# ABOUT THIS EXERCISE
List, in order of appearance, every p-value reported in the excerpt below on EA burden and discharge outcomes.

(TEXT UNDER STUDY)

Outcome Association with EA Burden excluding mortality: Subgroup analysis

Table 1. shows there was no significant difference in discharged mortality between patients with EAs and those without (OR 1.60 [0.75–3.39], p =0.25). However, almost all these patients had withdrawal of life sustaining therapies (87.5% (14/16) in patients without EAs, and 95% (19/20) in patients with EAs). We therefore did a subgroup analysis assessing the relation of EAs and discharge outcomes excluding mortality. For this subgroup analysis we dichotomized outcomes into good (mRS 0–3) vs. poor (mRS 4–5) outcomes. 91.5% (43/47) patients with EAs had poor outcomes compared with 75% (45/60) patients without EAs (OR: 3.58 [1.15–11.07], p= 0.04). After adjusting for covariates, presence of EAs continued to be significantly associated with poor outcome in this subgroup analysis (OR 6.35 [1.30–31.04] p=0.022). Increasing EA burden also continued to be significantly associated with worse outcomes (OR 1.96 [1.17–3.24] p= 0.01].

Outcome Association with EA maximum frequency and with EA burden*frequency

On univariate analysis, although patients with maximum EA frequency ≥ 1.5 Hz were more likely to have poor outcomes (93.9 % (46/49) vs. 83.0% (78/94) in patients with maximum frequency < 1.5 Hz), this association was not statistically significant (OR 3.15 [0.92–10.59] p=0.075) (Figure 1D). After adjusting for covariates, maximum frequency ≥ 1.5 Hz continued to have a non-significant association with poor outcomes (OR: 4.43 [.98–20.03] p=0.053]. Finally, we created a multivariate logistic regression to assess the combined effect of increasing EA burden and frequency ≥ 1.5 Hz (EA burden * frequency). After adjusting for covariates we found EA burden * frequency was significantly associated with worse outcomes (OR 1.64 [1.03–2.63] p=0.039].

Discussion

Our study demonstrates that EAs can be frequently seen in patients with severe AIS, particularly in patients with clinical seizures during admission and those with strokes that have temporal lobe involvement. In these patients, EAs are associated with an independent negative impact on discharge outcomes. Additionally, EAs exhibit a dose-dependent association with worse outcomes.

(End TEXT UNDER STUDY)
(INFORMATION PROVIDED)

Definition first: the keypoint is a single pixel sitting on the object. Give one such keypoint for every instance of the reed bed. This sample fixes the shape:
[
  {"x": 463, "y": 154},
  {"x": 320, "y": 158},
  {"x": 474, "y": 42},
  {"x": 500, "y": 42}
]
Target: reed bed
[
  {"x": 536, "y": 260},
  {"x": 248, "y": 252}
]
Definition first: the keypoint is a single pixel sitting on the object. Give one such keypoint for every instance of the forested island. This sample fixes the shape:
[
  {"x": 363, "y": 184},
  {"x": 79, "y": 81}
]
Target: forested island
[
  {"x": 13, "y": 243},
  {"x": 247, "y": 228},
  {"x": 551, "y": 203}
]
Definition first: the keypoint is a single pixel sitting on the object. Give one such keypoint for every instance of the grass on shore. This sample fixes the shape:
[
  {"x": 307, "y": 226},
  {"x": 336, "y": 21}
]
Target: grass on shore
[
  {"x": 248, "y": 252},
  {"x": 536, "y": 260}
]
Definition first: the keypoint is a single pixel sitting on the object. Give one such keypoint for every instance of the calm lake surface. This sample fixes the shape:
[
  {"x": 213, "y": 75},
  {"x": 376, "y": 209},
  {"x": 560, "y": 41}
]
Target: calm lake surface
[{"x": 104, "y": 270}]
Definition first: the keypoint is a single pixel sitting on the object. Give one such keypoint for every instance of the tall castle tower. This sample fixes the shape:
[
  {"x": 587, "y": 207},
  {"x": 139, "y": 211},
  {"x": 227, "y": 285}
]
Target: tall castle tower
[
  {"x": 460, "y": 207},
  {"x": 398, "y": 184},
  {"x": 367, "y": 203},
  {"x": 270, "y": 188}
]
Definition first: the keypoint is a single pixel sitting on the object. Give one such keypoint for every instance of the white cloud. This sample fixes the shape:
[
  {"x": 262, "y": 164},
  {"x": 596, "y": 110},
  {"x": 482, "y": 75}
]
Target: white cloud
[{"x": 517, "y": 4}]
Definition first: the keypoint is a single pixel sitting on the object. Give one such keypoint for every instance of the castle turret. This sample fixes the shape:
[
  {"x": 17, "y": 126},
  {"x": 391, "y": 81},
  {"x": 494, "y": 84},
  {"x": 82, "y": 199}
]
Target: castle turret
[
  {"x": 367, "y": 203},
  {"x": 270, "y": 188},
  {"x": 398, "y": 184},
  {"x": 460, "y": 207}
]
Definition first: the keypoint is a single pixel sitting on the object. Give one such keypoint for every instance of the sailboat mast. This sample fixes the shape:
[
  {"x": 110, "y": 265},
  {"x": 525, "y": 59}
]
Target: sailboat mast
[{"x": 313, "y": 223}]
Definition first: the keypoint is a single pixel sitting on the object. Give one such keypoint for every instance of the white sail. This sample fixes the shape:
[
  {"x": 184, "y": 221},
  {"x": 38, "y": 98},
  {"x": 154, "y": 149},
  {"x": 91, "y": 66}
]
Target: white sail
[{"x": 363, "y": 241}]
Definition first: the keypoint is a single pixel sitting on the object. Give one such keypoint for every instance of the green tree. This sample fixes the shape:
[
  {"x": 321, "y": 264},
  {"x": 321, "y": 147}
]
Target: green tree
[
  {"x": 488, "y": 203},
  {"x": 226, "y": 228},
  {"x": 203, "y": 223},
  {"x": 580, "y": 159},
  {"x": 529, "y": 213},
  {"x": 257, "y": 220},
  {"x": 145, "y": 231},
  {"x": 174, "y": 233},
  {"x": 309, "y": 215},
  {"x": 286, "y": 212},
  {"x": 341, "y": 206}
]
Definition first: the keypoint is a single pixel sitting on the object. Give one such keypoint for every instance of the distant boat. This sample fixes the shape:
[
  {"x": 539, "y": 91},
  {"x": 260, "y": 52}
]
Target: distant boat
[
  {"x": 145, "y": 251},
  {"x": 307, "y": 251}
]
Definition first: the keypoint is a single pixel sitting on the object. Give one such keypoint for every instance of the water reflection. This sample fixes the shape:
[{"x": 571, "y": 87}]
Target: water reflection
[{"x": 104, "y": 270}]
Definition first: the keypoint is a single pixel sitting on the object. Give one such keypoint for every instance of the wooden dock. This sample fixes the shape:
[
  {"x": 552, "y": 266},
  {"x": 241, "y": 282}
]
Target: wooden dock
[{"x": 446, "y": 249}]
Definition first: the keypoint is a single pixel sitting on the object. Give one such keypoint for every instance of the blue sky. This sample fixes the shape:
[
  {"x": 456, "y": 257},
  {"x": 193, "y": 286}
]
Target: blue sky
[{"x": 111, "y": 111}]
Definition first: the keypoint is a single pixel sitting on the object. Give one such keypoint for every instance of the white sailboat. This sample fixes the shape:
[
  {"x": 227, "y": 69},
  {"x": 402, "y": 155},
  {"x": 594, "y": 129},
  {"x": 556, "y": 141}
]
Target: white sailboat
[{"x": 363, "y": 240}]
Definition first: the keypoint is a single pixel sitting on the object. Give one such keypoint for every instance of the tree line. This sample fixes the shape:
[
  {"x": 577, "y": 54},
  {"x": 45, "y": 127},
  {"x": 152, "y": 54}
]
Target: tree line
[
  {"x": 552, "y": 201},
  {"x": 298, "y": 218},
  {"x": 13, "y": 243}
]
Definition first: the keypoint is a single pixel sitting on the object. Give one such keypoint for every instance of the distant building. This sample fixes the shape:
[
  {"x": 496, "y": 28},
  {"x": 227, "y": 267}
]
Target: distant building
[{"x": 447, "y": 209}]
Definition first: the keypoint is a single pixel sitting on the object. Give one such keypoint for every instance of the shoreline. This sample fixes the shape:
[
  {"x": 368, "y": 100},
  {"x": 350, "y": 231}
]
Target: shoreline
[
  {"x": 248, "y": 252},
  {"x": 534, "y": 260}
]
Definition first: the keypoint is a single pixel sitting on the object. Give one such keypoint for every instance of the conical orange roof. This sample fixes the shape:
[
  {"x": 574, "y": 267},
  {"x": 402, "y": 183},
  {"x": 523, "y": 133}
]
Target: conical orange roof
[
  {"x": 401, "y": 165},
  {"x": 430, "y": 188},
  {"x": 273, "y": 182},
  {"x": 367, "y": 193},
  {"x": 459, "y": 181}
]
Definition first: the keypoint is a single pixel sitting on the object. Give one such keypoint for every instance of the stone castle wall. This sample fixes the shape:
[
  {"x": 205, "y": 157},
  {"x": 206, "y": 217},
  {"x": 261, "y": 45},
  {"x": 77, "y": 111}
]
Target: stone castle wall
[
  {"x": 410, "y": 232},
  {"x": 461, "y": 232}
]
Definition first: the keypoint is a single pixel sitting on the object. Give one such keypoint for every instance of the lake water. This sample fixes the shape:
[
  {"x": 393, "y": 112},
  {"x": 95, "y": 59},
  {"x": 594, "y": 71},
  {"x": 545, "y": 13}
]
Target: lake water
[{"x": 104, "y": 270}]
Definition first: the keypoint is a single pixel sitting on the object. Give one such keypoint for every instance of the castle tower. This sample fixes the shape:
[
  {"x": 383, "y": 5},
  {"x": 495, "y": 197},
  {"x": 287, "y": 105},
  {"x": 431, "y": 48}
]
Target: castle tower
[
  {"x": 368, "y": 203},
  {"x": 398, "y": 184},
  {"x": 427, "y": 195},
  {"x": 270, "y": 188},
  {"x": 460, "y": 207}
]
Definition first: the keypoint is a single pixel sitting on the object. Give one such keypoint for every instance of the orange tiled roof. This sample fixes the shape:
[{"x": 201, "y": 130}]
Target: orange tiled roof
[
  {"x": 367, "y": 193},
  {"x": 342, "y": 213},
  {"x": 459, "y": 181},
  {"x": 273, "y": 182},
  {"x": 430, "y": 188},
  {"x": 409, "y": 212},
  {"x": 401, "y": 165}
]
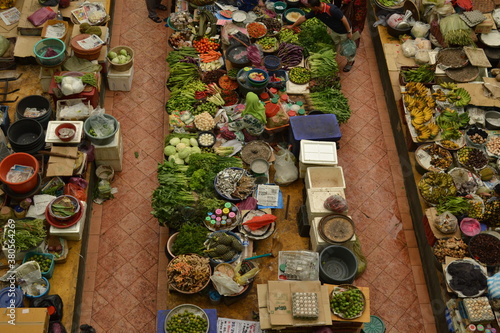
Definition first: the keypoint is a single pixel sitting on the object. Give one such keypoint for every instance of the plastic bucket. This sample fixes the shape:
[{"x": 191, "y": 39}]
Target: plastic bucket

(End INFORMATION PROVIDED)

# ANSWER TO THE EXERCISE
0.25, 0.04, 0.022, 0.01, 0.075, 0.053, 0.039